Document segment:
--- START ---

Against All Logic – 2017-2019

There’s an excellent segment from ‘Harder Harmonies’ by La Dispute where Jordan Dreyer parallels music to the rhythms of human life. “A dream of sweat and ecstasy/ A kiss on every hammer hit that follows as the keys fall down and brings an order first/ Then chaos then a calm.” It’s a segment that returns to me every time I revisit this 2017-2019, an album that abstracts from that human experience, creating an electronic feeling that is alien and unsettling. 

Danceable rhythms try to escape its noisy productions but the only sweat this record evokes is the factory – machinic tracks that whir up to effectiveness and pummel you like sheet metal. The deep metallic hammer hits of ‘Alarm’ and the immediately following ‘Deeeeeeefers’ are juxtaposed to almost danceable house rhythms. These tracks build and evoke order, chaos and calm, but these hammers leave more than a kiss when they fall.

--- END ---

Provided material:

--- START ---

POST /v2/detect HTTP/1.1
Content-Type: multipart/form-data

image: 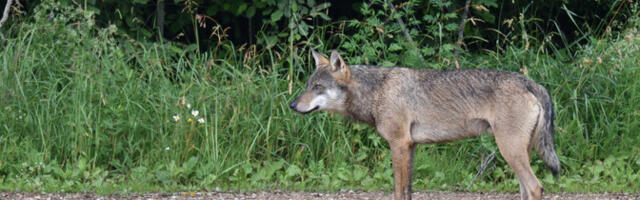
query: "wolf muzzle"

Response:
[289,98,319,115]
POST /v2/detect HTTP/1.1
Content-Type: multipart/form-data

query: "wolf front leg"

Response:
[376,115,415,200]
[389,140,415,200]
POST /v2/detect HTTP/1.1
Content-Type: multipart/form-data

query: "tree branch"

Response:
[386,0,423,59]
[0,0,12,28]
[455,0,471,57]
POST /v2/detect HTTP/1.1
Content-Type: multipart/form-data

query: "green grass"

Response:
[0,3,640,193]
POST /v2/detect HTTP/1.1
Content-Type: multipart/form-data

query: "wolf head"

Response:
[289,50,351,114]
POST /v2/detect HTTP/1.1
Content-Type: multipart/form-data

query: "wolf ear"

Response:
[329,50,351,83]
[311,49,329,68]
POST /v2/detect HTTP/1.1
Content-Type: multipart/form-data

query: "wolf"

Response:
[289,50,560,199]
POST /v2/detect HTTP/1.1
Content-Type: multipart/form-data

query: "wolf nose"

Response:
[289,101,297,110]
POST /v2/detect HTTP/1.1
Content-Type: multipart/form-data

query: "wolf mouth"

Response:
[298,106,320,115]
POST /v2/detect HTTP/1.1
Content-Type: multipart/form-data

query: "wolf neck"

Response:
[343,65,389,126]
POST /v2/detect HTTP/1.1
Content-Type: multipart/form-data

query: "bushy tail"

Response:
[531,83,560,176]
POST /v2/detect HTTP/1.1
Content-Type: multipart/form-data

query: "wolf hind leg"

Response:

--- END ---

Written task 1:
Answer these about the album review:
(a) Which La Dispute song does the review quote?
(b) Which track comes right after 'Alarm'?
(c) According to the review, what is the only sweat this record brings to mind?
Written task 2: Write the next paragraph of the album review, picking up after its last sentence.
The items come from a separate source and have nothing to do with the album review.

Reply 1:
(a) 'Harder Harmonies'
(b) 'Deeeeeeefers'
(c) The factory

Reply 2:
That is not to say this record isn’t varied – the moments of levity cover many stylistic grounds. The wistful Beyonce flip on opening track ‘Fantasy’ gives way to aggressive punk manifesto from Lydia Lunch on ‘If You Can’t Do It Good, Do It Hard.’ There are even more reflective lulls like that of ‘Faith.’ What all these disparate influences share is a production that sounds like they have been dragged through a cement mixer. Even the album itself is machinic in its efficiency: 10 tracks, no filler. Everything here exists for a purpose, and that it a deftly balanced dance on the border of house, techno and noise. It’s a sonic experience that deserves more attention if you enjoy anything electronic, if only to show yourself exactly how far club and festival beats can be pushed before they break.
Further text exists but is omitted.